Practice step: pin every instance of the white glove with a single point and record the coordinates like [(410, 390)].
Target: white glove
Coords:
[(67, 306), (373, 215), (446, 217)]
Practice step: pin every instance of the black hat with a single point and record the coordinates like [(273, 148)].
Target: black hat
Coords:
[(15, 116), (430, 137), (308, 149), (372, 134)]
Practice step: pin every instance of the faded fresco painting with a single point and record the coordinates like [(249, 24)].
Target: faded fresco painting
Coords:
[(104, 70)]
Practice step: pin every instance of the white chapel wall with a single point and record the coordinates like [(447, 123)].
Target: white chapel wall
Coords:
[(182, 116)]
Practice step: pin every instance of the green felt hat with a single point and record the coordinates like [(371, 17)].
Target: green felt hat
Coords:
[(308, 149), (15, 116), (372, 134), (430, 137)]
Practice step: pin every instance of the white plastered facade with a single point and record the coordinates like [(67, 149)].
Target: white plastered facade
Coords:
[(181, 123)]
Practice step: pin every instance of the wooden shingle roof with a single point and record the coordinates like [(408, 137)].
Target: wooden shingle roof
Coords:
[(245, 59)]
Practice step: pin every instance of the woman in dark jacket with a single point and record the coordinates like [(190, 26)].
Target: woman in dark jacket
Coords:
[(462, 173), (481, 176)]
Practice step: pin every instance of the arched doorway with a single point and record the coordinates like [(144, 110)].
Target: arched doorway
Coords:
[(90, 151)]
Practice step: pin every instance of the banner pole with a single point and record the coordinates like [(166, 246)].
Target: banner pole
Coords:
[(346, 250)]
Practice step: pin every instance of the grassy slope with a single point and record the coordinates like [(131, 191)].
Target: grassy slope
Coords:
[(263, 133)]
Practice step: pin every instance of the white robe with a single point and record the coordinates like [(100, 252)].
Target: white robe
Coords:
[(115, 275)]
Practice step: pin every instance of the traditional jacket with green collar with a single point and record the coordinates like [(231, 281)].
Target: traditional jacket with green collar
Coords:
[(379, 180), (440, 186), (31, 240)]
========
What to work on –
Could you quote, exactly as they appear, the line containing "Practice step: pin every instance of the black" and every line after it to the end of the records above?

Output for this task –
Practice step: pin every instance of the black hat with a single point and record the coordinates like [(273, 148)].
Target: black hat
Coords:
[(15, 116), (430, 137), (308, 149), (372, 134)]
Practice step: pin every instance of the faded fresco painting with a single point and record the coordinates like [(249, 24)].
Target: faded fresco painting
Coords:
[(104, 70)]
Practice step: pin every instance of the white chapel wall with a single point and record the coordinates like [(447, 123)].
Target: white chapel wall
Coords:
[(182, 116)]
Practice step: pin every instance of the green felt hat with a single point and record the coordinates like [(371, 17)].
Target: green felt hat
Coords:
[(308, 149), (15, 116), (372, 134), (430, 137)]
Practice step: pin every instance of the white plastered facade with a single point and record the coordinates like [(67, 149)].
Target: white plastered facade
Coords:
[(181, 123)]
Practice step: pin every instance of the wooden shingle roof with a single point and record the coordinates like [(408, 137)].
Target: wooden shingle roof
Coords:
[(245, 59)]
Practice step: pin every instance of the woman in dark jacket with a single point and record the coordinates like [(190, 26)].
Target: woman in dark jacket
Coords:
[(462, 173), (481, 176)]
Practice step: pin every instance of the arched doorway with a single point and record the coordinates like [(144, 110)].
Target: arched doorway
Coords:
[(90, 151)]
Practice step: pin every instance of the banner pole with a single point and record the coordinates like [(166, 246)].
Target: banner pole
Coords:
[(346, 250)]
Practice step: pin every instance of the grassy slope with a single point and record the coordinates like [(131, 191)].
Target: grassy slope
Coords:
[(263, 133)]
Practice step: pin every instance of the white robe with a single point and record the coordinates like [(100, 252)].
Target: white robe
Coords:
[(115, 275)]
Practice step: pin every instance of the traditional jacket with green collar with a single point and record the coordinates like [(231, 281)].
Target: traditional jacket with green collar
Coords:
[(379, 180), (440, 186), (31, 240)]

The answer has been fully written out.